Work order
Each line of the data must be given back verbatim, with pictures removed.

Stored items
================
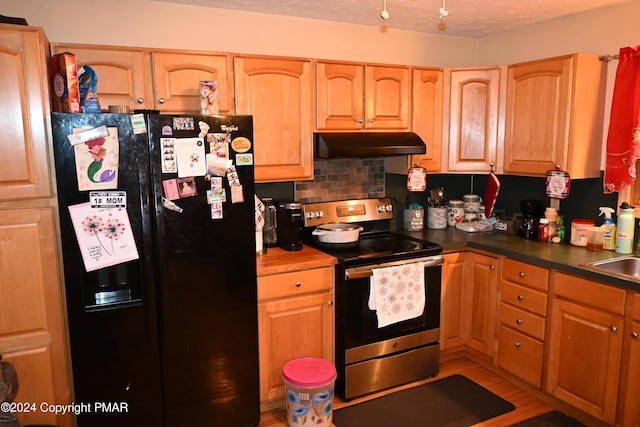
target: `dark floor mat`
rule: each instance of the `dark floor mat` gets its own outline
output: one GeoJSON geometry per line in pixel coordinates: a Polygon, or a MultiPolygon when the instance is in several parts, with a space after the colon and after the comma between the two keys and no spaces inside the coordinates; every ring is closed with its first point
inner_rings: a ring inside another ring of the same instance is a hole
{"type": "Polygon", "coordinates": [[[560,411],[553,411],[513,424],[511,427],[587,427],[560,411]]]}
{"type": "Polygon", "coordinates": [[[334,411],[336,427],[468,427],[515,406],[462,375],[334,411]]]}

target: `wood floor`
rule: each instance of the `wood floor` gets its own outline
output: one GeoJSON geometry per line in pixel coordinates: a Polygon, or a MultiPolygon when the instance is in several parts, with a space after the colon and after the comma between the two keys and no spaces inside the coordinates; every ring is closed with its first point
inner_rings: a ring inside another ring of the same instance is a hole
{"type": "MultiPolygon", "coordinates": [[[[506,427],[522,420],[526,420],[527,418],[531,418],[539,414],[544,414],[556,409],[551,404],[538,399],[537,397],[527,393],[526,391],[516,387],[515,385],[498,377],[487,369],[465,358],[442,363],[440,365],[440,372],[438,376],[429,380],[416,382],[404,387],[398,387],[390,391],[387,390],[385,392],[372,394],[364,398],[353,399],[351,402],[342,402],[340,399],[336,398],[334,400],[334,408],[338,409],[344,406],[353,405],[355,403],[379,397],[386,393],[401,390],[407,387],[413,387],[430,381],[436,381],[440,378],[448,377],[454,374],[461,374],[466,376],[467,378],[476,382],[477,384],[480,384],[487,390],[490,390],[503,399],[511,402],[516,407],[514,411],[476,424],[476,427],[506,427]]],[[[260,427],[286,427],[287,425],[287,415],[285,409],[265,412],[262,414],[260,419],[260,427]]]]}

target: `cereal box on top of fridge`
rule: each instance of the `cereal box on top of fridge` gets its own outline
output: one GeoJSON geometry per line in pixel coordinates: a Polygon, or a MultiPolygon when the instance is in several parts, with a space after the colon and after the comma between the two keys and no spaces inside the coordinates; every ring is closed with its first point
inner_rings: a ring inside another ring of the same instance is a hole
{"type": "Polygon", "coordinates": [[[53,111],[80,113],[76,56],[70,52],[51,57],[51,100],[53,111]]]}

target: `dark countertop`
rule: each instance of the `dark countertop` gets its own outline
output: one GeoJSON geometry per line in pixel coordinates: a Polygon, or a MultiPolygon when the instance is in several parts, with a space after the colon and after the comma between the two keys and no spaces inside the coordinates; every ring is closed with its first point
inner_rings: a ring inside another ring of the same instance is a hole
{"type": "Polygon", "coordinates": [[[394,230],[413,238],[428,240],[442,246],[443,252],[480,249],[511,259],[562,271],[586,279],[595,280],[613,286],[640,291],[640,279],[626,280],[621,277],[600,273],[585,263],[624,256],[615,251],[588,251],[585,247],[573,246],[568,242],[545,243],[537,240],[526,240],[519,236],[489,231],[467,233],[448,227],[444,230],[425,228],[423,231],[394,230]]]}

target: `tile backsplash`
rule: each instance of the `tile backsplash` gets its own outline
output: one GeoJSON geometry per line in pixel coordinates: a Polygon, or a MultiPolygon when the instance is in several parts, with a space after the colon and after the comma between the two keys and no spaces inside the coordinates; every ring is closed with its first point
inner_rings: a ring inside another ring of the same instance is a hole
{"type": "Polygon", "coordinates": [[[302,203],[385,196],[383,158],[315,160],[313,181],[295,183],[302,203]]]}

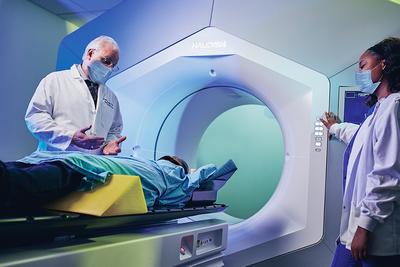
================
Exercise output
target: `dark floor mat`
rule: each instance of the `dark floor mat` gets its own outline
output: one GeoJSON geometry per line in pixel coordinates: a Polygon, or a MultiPolygon when the instance is in several parts, with a space after the colon and after the comma between the two keys and no spaces inside the coordinates; every ring is closed with its first point
inner_rings: a ring inside another ring of the same instance is a hole
{"type": "Polygon", "coordinates": [[[560,411],[553,411],[513,424],[511,427],[587,427],[560,411]]]}
{"type": "Polygon", "coordinates": [[[334,411],[336,427],[468,427],[515,406],[462,375],[334,411]]]}

target: `wood floor`
rule: each instance of the `wood floor` gets its own outline
output: one GeoJSON geometry per line in pixel coordinates: a Polygon, or a MultiPolygon when the instance is in several parts, with a space after the colon and after the comma between the two keys and no spaces inside the coordinates; every ring is closed with its first point
inner_rings: a ring inside another ring of the same instance is a hole
{"type": "MultiPolygon", "coordinates": [[[[506,427],[522,420],[526,420],[527,418],[531,418],[539,414],[544,414],[556,409],[551,404],[538,399],[537,397],[527,393],[526,391],[516,387],[515,385],[498,377],[487,369],[465,358],[442,363],[440,365],[440,372],[438,376],[429,380],[416,382],[404,387],[398,387],[390,391],[387,390],[385,392],[372,394],[364,398],[353,399],[351,402],[342,402],[340,399],[336,398],[334,400],[334,408],[338,409],[344,406],[353,405],[355,403],[379,397],[386,393],[401,390],[407,387],[413,387],[430,381],[436,381],[440,378],[448,377],[454,374],[461,374],[466,376],[467,378],[476,382],[477,384],[480,384],[487,390],[490,390],[503,399],[511,402],[516,407],[514,411],[476,424],[476,427],[506,427]]],[[[260,427],[286,427],[287,425],[287,415],[285,409],[265,412],[262,414],[260,419],[260,427]]]]}

target: `cereal box on top of fridge`
rule: each instance of the `cereal box on top of fridge` gets its own outline
output: one GeoJSON geometry per line in pixel coordinates: a Polygon, or a MultiPolygon when the instance is in several parts, with a space after the colon and after the comma between the two keys and no spaces inside the coordinates; every ring is closed with its first point
inner_rings: a ring inside another ring of the same instance is a hole
{"type": "Polygon", "coordinates": [[[53,111],[80,113],[76,56],[70,52],[51,57],[51,100],[53,111]]]}

target: `dark countertop`
rule: each instance of the `dark countertop` gets its own outline
output: one GeoJSON geometry per line in pixel coordinates: a Polygon, or a MultiPolygon when the instance is in several parts, with a space after the colon and after the comma between the two keys and no spaces inside the coordinates; every ring is closed with its first point
inner_rings: a ring inside another ring of the same instance is a hole
{"type": "Polygon", "coordinates": [[[394,230],[413,238],[428,240],[442,246],[443,252],[480,249],[511,259],[562,271],[586,279],[595,280],[613,286],[640,291],[640,279],[626,280],[621,277],[600,273],[585,263],[624,256],[615,251],[588,251],[585,247],[573,246],[568,242],[545,243],[537,240],[526,240],[519,236],[489,231],[467,233],[448,227],[444,230],[425,228],[423,231],[394,230]]]}

target: `tile backsplash`
rule: each instance of the `tile backsplash` gets its own outline
output: one GeoJSON geometry per line in pixel coordinates: a Polygon, or a MultiPolygon when the instance is in several parts, with a space after the colon and after the comma between the two keys and no spaces inside the coordinates; every ring is closed with its first point
inner_rings: a ring inside another ring of the same instance is a hole
{"type": "Polygon", "coordinates": [[[302,203],[385,196],[383,158],[315,160],[313,181],[295,183],[302,203]]]}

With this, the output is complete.